=== PASSAGE PROVIDED ===
▼▼▼

Below I will summarize several recent studies concerning ITPase biochemistry and clinical outcomes associated with ITPA polymorphism or mutation. The goal of this review is to: (1) strengthen the connection between basic science and clinical studies; (2) summarize the many disparate clinical outcomes that have recently been linked to ITPA polymorphism/mutation; (3) argue in favor of viewing ITPA variation as a disease spectrum; and (4) suggest rationale for modulation of ITPase activity in an effort to reduce the number of negative outcomes for ITPA-related disease.


ITPase is a pyrophosphohydrolase that excludes noncanonical purines from the (d)NTP pools by hydrolyzing the acidic anhydride bond between the alpha and beta phosphates of the incoming (d)NTP (Fig. 1) [8, 28, 29]. A key step in the enzyme mechanism appears to be substrate binding, and ITPase only has high affinity for NTPs containing noncanonical purines (ITP, dITP and xanthosine 5′-triphosphate) [2, 5, 8]. Tight binding of the noncanonical nucleobase in the nucleobase binding pocket of the enzyme allows proper alignment of distal catalytic residues to catalyze hydrolysis of the phosphoanhydride bonds, while interactions with NTPs containing canonical bases result in improper alignment of the proposed catalytic residues and the scissile phosphoanhydride bond, and a much lower rate of catalysis [24].

ITPase is an α/β homodimeric protein [4]. Each monomer consists of 194 amino acid residues and the protein forms a 45 kDa dimer [5]. The protein has a central elongated mixed β-sheet which forms a platform to support two globular lobes [4]. ITP binds in a cleft, between the lobes, adjacent to the dimer interface. The specificity pocket is buried deep within the dimerization lobe of each monomer while the catalytic site is toward the periphery, close to the dimer interface in the N-terminal lobe [4]. Catalysis requires Mg2+ [28, 30], and is thought to occur via acid-base chemistry [3, 4], although the specific mechanism has not been elucidated. Maximal activity has been observed with alkaline pH and in the presence of reducing agent such as dithiothreitol (DTT) [5, 28] (see reference [7] for a review of biochemical studies).

▲▲▲

=== DATA SECTION ===
▼▼▼

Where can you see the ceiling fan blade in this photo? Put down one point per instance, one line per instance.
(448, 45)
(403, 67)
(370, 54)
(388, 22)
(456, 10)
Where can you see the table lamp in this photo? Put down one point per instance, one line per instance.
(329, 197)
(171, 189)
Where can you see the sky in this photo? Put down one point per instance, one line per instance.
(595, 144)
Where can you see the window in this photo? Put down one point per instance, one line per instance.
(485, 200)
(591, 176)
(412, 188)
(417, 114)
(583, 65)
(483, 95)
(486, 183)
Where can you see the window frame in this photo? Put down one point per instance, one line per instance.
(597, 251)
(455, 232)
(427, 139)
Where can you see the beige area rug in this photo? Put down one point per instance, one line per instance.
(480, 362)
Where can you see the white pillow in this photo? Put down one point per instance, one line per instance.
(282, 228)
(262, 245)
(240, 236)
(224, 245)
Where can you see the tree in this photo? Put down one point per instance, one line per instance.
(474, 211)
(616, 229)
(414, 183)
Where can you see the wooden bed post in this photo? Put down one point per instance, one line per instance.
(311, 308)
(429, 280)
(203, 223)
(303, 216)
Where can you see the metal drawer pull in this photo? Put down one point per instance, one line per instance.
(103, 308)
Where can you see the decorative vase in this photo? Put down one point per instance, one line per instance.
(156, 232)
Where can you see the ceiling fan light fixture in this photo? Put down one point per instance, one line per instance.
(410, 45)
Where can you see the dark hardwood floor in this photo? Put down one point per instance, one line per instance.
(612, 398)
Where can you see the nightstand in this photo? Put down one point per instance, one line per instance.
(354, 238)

▲▲▲

=== ASSIGNED TASK 1 ===
Please repeat the passage on ITPase word for word, from "ITPase is a pyrophosphohydrolase" up to and including "of catalysis [24].".
=== ASSIGNED TASK 2 ===
According to the passage on ITPase, how many amino acid residues make up each monomer of the enzyme?
Work from the passage on ITPase alone.

=== RESPONSE AREA 1 ===
ITPase is a pyrophosphohydrolase that excludes noncanonical purines from the (d)NTP pools by hydrolyzing the acidic anhydride bond between the alpha and beta phosphates of the incoming (d)NTP (Fig. 1) [8, 28, 29]. A key step in the enzyme mechanism appears to be substrate binding, and ITPase only has high affinity for NTPs containing noncanonical purines (ITP, dITP and xanthosine 5′-triphosphate) [2, 5, 8]. Tight binding of the noncanonical nucleobase in the nucleobase binding pocket of the enzyme allows proper alignment of distal catalytic residues to catalyze hydrolysis of the phosphoanhydride bonds, while interactions with NTPs containing canonical bases result in improper alignment of the proposed catalytic residues and the scissile phosphoanhydride bond, and a much lower rate of catalysis [24].

=== RESPONSE AREA 2 ===
194